- WHAT TO WORK ON -
Turn the rows below into a numbered list, leaving out any blank lines.

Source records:
******************************

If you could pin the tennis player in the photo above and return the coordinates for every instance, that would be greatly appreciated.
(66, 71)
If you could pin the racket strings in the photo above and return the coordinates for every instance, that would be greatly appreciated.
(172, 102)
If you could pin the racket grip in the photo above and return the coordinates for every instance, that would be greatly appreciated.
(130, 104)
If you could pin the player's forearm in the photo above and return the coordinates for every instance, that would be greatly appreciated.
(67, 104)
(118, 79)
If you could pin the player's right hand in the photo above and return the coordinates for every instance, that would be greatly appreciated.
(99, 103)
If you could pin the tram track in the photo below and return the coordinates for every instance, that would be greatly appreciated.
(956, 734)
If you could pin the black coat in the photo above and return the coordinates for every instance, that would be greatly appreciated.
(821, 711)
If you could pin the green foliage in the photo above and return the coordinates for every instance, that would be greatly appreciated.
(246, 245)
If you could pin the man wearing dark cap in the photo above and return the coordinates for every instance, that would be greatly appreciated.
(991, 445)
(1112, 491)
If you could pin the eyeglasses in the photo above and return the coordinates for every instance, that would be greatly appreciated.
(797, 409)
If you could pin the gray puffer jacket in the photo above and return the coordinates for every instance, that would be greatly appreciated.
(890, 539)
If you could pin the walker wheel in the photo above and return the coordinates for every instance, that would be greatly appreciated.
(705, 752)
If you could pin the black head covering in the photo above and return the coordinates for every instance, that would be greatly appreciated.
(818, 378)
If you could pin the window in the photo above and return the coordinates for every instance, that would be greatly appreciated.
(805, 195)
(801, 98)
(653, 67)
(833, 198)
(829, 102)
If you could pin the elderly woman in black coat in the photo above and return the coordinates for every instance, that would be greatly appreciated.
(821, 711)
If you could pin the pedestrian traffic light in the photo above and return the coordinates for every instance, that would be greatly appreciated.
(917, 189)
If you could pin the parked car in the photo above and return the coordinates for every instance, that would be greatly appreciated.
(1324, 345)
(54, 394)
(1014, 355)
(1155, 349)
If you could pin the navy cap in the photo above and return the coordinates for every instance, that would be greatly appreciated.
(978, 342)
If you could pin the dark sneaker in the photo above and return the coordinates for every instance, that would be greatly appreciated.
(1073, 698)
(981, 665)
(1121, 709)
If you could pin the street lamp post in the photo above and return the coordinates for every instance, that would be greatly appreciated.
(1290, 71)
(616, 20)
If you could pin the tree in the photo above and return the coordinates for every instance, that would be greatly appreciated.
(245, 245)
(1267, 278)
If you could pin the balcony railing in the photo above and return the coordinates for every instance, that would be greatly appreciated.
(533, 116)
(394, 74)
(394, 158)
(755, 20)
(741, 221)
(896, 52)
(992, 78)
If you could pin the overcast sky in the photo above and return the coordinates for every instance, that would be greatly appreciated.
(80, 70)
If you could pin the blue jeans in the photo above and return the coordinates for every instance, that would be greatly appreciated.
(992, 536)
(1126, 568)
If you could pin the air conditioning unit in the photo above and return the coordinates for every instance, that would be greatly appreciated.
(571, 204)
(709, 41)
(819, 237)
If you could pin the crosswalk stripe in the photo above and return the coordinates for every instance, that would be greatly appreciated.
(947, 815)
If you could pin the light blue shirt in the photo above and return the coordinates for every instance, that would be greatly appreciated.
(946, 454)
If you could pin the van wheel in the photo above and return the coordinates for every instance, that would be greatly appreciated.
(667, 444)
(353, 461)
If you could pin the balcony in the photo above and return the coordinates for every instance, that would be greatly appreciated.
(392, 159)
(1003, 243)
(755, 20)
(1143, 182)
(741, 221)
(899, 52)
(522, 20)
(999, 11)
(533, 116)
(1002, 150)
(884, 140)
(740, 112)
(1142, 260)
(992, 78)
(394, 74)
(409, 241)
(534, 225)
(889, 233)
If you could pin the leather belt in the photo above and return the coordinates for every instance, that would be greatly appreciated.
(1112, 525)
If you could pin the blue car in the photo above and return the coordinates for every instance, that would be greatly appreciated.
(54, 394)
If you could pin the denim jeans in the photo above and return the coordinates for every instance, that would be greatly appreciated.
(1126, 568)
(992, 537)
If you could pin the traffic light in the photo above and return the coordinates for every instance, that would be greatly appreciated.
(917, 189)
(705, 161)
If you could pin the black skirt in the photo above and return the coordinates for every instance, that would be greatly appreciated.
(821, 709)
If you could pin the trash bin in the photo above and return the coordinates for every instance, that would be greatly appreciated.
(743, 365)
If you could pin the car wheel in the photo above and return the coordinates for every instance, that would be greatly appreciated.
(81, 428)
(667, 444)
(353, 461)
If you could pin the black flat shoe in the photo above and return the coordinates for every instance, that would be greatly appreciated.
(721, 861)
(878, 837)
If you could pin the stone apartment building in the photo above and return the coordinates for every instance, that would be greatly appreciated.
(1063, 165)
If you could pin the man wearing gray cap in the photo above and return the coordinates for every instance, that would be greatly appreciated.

******************************

- WORKED ANSWER -
1. If you could pin the tennis player in the photo above and return the coordinates for every instance, that would be greatly appreciated.
2. (66, 71)
3. If you could pin the racket strings in the photo above and return the coordinates for every instance, that would be greatly appreciated.
4. (172, 102)
5. If you could pin the racket grip in the photo above and return the coordinates for every instance, that would be greatly appreciated.
6. (130, 104)
7. If you could pin the player's forearm in the photo above and return the coordinates for every instance, that would be greatly appreciated.
8. (67, 104)
9. (118, 79)
10. If you could pin the player's right hand in the photo above and return the coordinates for every instance, that would be greatly appreciated.
11. (99, 103)
12. If you could pin the tram track in the photo below and return the coordinates for every instance, that would be greatly appreciated.
13. (956, 734)
14. If you could pin the black coat in the photo above and return the coordinates for every instance, that would be greatly appreciated.
15. (821, 711)
16. If you could pin the green foliage in the photo above and return the coordinates for every instance, that would be greatly appreciated.
17. (246, 245)
18. If you could pin the man wearing dark cap in the photo above and return the coordinates for every instance, that would be greatly appreciated.
19. (991, 445)
20. (1112, 491)
21. If you could pin the eyeglasses in the photo above and return the coordinates for every instance, that would be greatly appreciated.
22. (797, 409)
23. If you could pin the gray puffer jacket in the photo above and return the coordinates for every instance, that would be greatly appreciated.
24. (890, 539)
25. If you could pin the walker wheel in the photo above and return the coordinates for every instance, that would be greatly appreciated.
26. (705, 752)
27. If you could pin the black head covering in the photo above and return the coordinates for every instance, that would be greatly appreciated.
28. (818, 378)
29. If you could pin the window in the photo above and return the coordinates for every instance, that would be greatly appreciated.
30. (805, 195)
31. (801, 98)
32. (653, 67)
33. (833, 198)
34. (829, 102)
35. If you could pin the elderly woman in black coat in the photo above and return the coordinates for every instance, that would be greatly appreciated.
36. (821, 711)
37. If you could pin the pedestrian traffic light in the photo above and return the coordinates for every instance, that would be greatly appreciated.
38. (917, 189)
39. If you could pin the parked car in the photo above and return the coordinates for every instance, that would be greatly appreciated.
40. (1324, 345)
41. (54, 394)
42. (1014, 355)
43. (1155, 349)
44. If you could pin the navy cap in the photo above and return the coordinates for every instance, that would be greatly appreciated.
45. (978, 342)
46. If you could pin the dark sneaker in the photo above and return the coordinates for every instance, that would be greatly appreciated.
47. (1073, 698)
48. (981, 665)
49. (1121, 709)
50. If you could pin the street lamp post in the photo above and return the coordinates for every instance, that would be greatly appreciated.
51. (1290, 71)
52. (616, 20)
53. If you could pin the tree in the photo above and return the coordinates for every instance, that would be greatly appreciated.
54. (245, 245)
55. (1267, 278)
56. If you could pin the balcony railing in the photo above and return the coordinates for every instance, that would be greatly appreciated.
57. (533, 116)
58. (394, 74)
59. (394, 158)
60. (755, 20)
61. (741, 221)
62. (896, 52)
63. (992, 78)
64. If you could pin the overcast sky in the photo above and return the coordinates for every instance, that would be greatly appreciated.
65. (80, 70)
66. If you could pin the blue jeans in the photo above and return the coordinates for every instance, that would be greatly appreciated.
67. (992, 536)
68. (1126, 568)
69. If you could pin the air conditioning unit in the photo above and return the coordinates for every instance, that would be greatly appreciated.
70. (571, 204)
71. (709, 41)
72. (819, 237)
73. If you could pin the crosswalk stripe in the photo above and return the coordinates for every instance, that would be greatly appreciated.
74. (947, 815)
75. If you could pin the light blue shirt in the photo above and return the coordinates for every instance, that would be greatly appreciated.
76. (946, 454)
77. If you could pin the van wheel in the photo above and return the coordinates for every instance, that would be greatly appreciated.
78. (667, 444)
79. (353, 461)
80. If you could pin the balcony in the photo above and return the coordinates for every instance, that would be greatly appreciated.
81. (392, 159)
82. (1003, 243)
83. (755, 20)
84. (1143, 182)
85. (741, 221)
86. (899, 52)
87. (522, 20)
88. (999, 11)
89. (533, 116)
90. (1002, 150)
91. (884, 140)
92. (740, 112)
93. (1142, 260)
94. (992, 78)
95. (394, 74)
96. (409, 241)
97. (534, 225)
98. (889, 233)
99. If you could pin the leather belt in the photo above and return the coordinates for every instance, that would be greatly appreciated.
100. (1112, 525)
101. If you could pin the blue car in the photo above and return the coordinates for every instance, that would be greatly appreciated.
102. (54, 394)
103. If you could pin the denim jeans in the photo above and return the coordinates for every instance, that would be greatly appreciated.
104. (1126, 568)
105. (992, 537)
106. If you could pin the traffic light in the photo above and return the coordinates for every instance, that would be greatly appreciated.
107. (917, 189)
108. (705, 161)
109. If you could pin the black skirt in the photo above and return the coordinates for every instance, that would be greatly appreciated.
110. (821, 709)
111. If you could pin the trash bin in the photo above and return the coordinates for every instance, that would be greatly appreciated.
112. (743, 365)
113. If you could pin the car wheel in the photo above and return the coordinates for every instance, that would be greatly appreciated.
114. (81, 428)
115. (667, 444)
116. (353, 461)
117. If you could pin the black flat shoe in the photo above and return the coordinates for every instance, that would be greatly appreciated.
118. (721, 861)
119. (878, 837)
120. If you could pin the stone apartment building in the photo above and return the coordinates for every instance, that would be greatly appreciated.
121. (1063, 165)
122. If you could pin the man wearing gray cap in the photo above and return the coordinates for every instance, that would be greatly appreciated.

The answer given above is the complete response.